** Opening Page excerpt block **
Watching Out for Sodium
Have you ever heard the word comorbidity? It’s long and big but essentially means that a person has two or more chronic conditions occurring at the same time. Unfortunately, type 2 diabetes has a few common comorbidities such as hypertension. And if you are struggling with that on top of your diabetes, you know how difficult it can be to manage.
Often, when a patient is diagnosed with hypertension, the doctor will prescribe a low sodium diet as well as medication to help manage it. “The American Heart Association recommends no more than 2,300 milligrams (mg) a day and moving toward an ideal limit of no more than 1,500 mg per day for most adults. Because the average American eats so much excess sodium, even cutting back by 1,000 milligrams a day can significantly improve blood pressure and heart health.”1
What is sodium?
Sodium is another word for salt. When looking at a nutrition label on the package of your food, the salt content will be under the word sodium. The label will provide information on the amount of sodium in milligrams per serving, as well as the percent daily value. This will help you to better calculate your sodium intake if your healthcare professional places you on a low sodium diet.
What foods have high amounts of sodium?
A good rule to remember is that if a food has been packaged or processed, it is most likely high in sodium. This is because salt helps food keep for longer without spoiling.
** Closing Page excerpt block **
- _Task instructions_
From the page about sodium, extract the passage between "Sodium is another" and "low sodium diet.", inclusive. The material that comes next has no connection to the page about sodium.
** Opening Listed entries block **
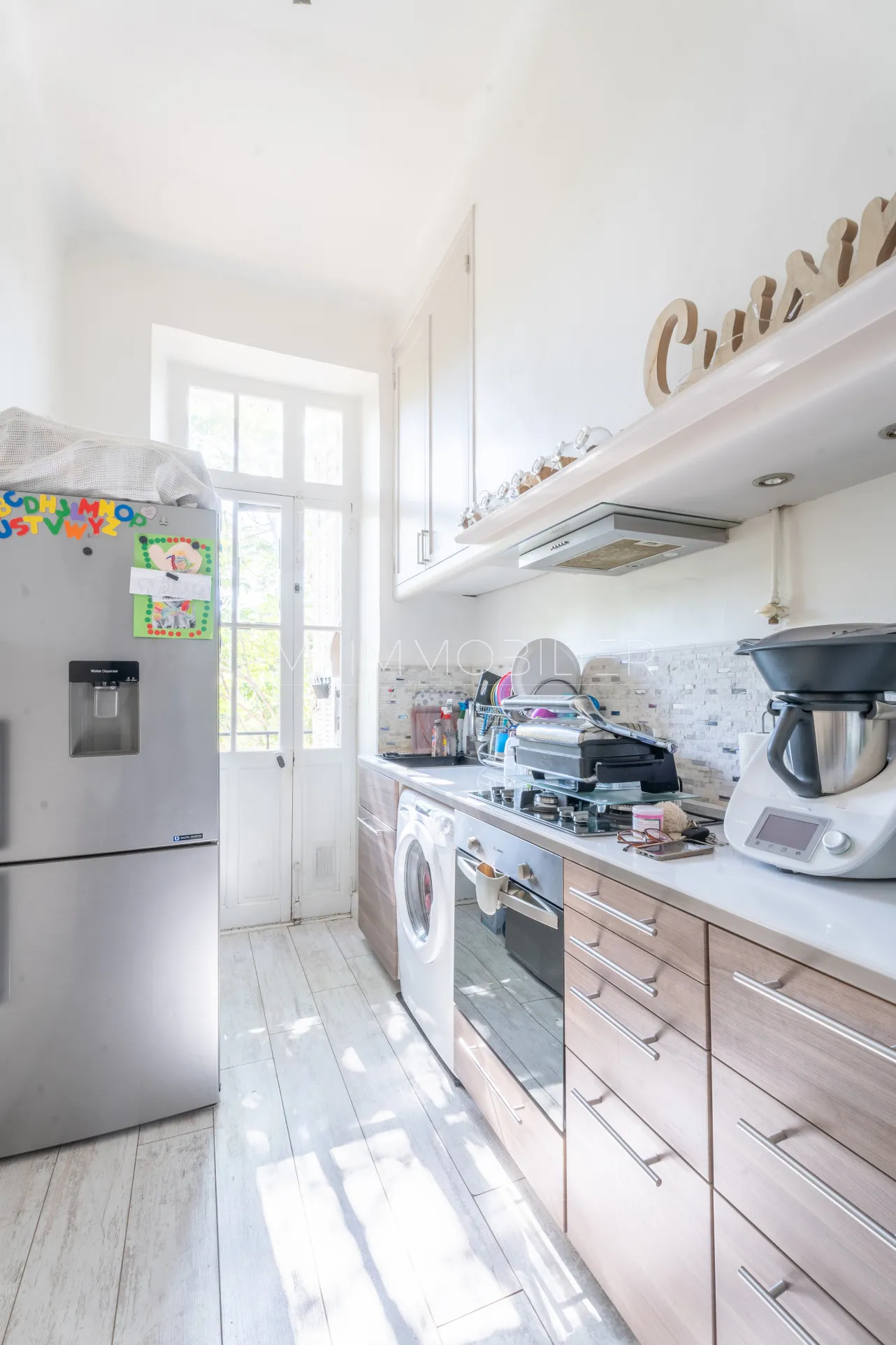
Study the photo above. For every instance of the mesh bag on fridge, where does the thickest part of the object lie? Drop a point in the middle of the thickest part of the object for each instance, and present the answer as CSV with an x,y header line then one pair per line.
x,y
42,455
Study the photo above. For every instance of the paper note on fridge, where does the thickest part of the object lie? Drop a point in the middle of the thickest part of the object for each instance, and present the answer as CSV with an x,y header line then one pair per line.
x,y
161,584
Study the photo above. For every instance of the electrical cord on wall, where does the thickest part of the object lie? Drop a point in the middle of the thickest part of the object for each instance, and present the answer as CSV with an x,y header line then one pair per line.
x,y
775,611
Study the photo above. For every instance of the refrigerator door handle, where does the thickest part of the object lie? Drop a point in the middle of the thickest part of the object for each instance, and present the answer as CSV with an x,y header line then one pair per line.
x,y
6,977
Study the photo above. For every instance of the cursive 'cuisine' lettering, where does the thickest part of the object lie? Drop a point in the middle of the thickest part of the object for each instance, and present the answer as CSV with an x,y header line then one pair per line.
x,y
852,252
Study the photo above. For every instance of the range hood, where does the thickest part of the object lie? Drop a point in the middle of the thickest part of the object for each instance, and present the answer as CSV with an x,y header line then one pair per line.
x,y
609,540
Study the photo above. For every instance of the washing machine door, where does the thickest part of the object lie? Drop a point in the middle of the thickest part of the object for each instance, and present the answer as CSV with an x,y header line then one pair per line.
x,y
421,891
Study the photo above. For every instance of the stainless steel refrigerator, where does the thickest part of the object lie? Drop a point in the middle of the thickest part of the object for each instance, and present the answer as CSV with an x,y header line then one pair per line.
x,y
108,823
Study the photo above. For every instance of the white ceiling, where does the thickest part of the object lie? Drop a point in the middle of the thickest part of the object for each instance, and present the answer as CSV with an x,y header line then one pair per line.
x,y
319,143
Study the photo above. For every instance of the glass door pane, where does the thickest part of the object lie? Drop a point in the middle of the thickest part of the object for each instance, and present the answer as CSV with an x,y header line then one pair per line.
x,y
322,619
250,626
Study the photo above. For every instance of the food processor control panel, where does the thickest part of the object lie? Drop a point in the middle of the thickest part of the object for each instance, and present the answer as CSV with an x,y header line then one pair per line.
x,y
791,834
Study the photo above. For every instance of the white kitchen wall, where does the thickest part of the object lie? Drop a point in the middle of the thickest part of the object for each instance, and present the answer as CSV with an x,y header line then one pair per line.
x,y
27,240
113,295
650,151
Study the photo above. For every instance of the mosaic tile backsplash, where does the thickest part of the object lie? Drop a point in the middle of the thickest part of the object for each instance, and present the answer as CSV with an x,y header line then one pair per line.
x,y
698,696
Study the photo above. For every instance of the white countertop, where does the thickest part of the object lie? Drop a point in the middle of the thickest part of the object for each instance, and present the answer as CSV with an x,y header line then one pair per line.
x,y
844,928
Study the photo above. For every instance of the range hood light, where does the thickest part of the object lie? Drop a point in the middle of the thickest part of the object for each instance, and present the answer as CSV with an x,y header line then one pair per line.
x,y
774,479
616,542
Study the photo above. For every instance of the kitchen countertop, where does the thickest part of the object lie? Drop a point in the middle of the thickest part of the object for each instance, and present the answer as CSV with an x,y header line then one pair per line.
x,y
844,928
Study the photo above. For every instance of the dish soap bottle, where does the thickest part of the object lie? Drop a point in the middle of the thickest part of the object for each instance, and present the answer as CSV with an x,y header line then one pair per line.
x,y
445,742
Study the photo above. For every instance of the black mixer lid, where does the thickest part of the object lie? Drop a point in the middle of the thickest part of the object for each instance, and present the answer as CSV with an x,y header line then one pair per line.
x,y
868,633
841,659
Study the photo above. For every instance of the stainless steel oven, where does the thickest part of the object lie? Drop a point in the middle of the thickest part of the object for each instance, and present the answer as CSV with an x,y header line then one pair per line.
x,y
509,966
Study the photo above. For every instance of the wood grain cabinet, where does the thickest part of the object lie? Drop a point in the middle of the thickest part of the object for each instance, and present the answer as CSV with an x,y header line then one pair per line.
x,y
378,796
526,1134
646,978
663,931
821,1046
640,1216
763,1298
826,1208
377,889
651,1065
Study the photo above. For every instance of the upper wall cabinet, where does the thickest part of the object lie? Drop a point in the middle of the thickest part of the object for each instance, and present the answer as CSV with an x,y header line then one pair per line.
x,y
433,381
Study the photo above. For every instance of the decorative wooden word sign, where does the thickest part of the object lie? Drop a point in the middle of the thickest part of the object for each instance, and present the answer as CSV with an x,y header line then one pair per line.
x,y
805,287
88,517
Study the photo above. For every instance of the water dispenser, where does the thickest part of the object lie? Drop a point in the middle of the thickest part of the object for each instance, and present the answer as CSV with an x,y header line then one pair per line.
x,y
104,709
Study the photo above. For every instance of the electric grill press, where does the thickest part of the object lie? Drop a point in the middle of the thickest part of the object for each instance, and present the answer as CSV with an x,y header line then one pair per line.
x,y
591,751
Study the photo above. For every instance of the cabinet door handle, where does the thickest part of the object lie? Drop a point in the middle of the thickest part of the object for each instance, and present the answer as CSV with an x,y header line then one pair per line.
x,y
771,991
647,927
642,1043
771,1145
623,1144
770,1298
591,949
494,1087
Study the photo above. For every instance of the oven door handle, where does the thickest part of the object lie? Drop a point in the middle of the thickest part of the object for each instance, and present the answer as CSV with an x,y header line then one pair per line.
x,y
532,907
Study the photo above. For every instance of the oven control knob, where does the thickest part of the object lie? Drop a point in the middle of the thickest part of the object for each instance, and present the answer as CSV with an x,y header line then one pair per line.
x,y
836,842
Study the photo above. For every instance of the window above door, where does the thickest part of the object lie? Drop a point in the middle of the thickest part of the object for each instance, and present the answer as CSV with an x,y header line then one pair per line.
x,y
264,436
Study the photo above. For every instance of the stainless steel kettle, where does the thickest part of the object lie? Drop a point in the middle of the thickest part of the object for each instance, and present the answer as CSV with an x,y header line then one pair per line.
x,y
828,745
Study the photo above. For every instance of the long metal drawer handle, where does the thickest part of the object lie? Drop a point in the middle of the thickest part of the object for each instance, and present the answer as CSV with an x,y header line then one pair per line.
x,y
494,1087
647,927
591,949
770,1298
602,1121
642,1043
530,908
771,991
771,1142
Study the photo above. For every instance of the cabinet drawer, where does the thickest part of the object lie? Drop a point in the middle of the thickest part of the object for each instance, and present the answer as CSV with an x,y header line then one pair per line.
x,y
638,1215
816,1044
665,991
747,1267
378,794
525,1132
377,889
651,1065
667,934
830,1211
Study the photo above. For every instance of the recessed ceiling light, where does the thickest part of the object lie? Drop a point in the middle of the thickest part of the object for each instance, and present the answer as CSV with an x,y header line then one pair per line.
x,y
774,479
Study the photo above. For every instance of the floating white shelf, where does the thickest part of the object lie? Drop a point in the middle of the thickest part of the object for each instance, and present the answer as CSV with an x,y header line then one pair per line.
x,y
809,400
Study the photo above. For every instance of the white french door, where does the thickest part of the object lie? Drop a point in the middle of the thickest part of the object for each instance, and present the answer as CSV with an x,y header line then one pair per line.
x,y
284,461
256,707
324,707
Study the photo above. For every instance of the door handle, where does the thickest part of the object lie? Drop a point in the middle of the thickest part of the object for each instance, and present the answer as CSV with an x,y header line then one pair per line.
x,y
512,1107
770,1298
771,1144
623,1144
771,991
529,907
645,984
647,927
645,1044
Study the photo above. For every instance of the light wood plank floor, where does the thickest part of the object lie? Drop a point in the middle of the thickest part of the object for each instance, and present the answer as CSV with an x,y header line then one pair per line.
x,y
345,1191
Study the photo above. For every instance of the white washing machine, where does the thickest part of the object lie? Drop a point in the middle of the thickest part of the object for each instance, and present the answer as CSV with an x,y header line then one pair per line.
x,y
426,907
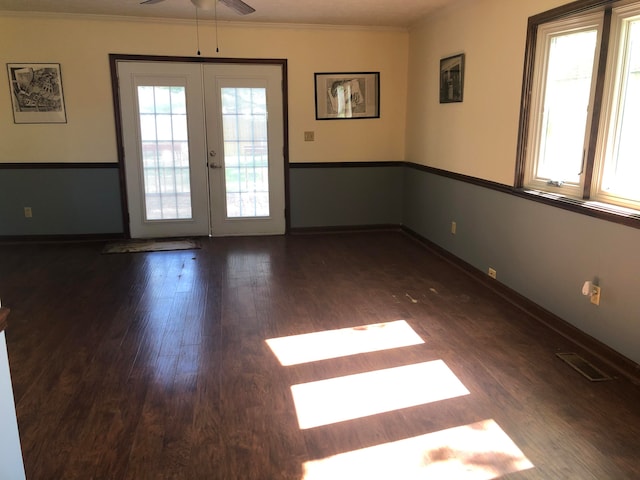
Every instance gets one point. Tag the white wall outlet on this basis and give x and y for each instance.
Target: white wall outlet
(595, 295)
** Closing Listed entries block **
** Opening Listed entries block **
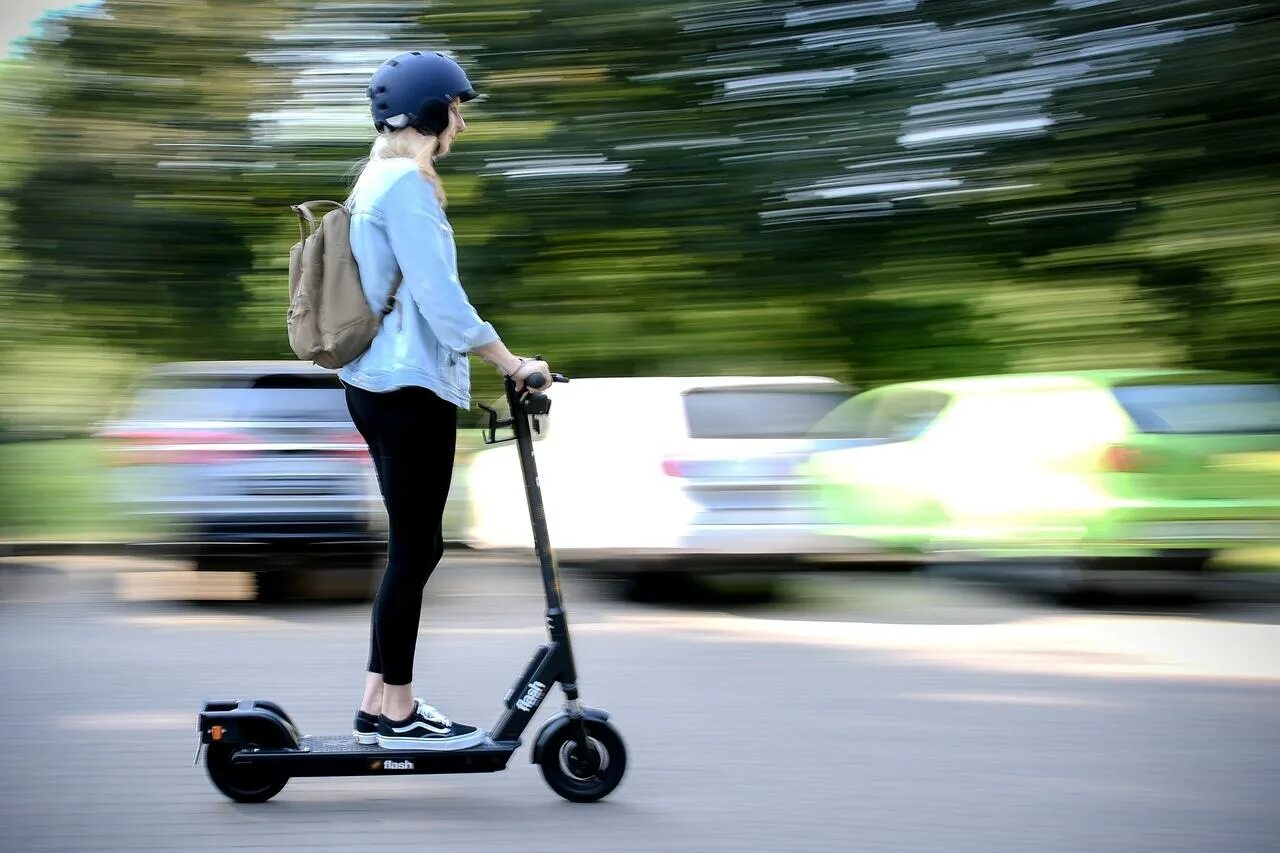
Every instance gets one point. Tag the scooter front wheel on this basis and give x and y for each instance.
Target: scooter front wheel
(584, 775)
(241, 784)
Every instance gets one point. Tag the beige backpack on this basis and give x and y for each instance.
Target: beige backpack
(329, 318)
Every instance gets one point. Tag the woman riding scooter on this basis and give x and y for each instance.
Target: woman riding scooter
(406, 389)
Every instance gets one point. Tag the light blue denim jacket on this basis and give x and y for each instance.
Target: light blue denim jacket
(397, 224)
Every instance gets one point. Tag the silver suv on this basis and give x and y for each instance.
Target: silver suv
** Closing Listed entries block **
- _Solution_
Sodium is another word for salt. When looking at a nutrition label on the package of your food, the salt content will be under the word sodium. The label will provide information on the amount of sodium in milligrams per serving, as well as the percent daily value. This will help you to better calculate your sodium intake if your healthcare professional places you on a low sodium diet.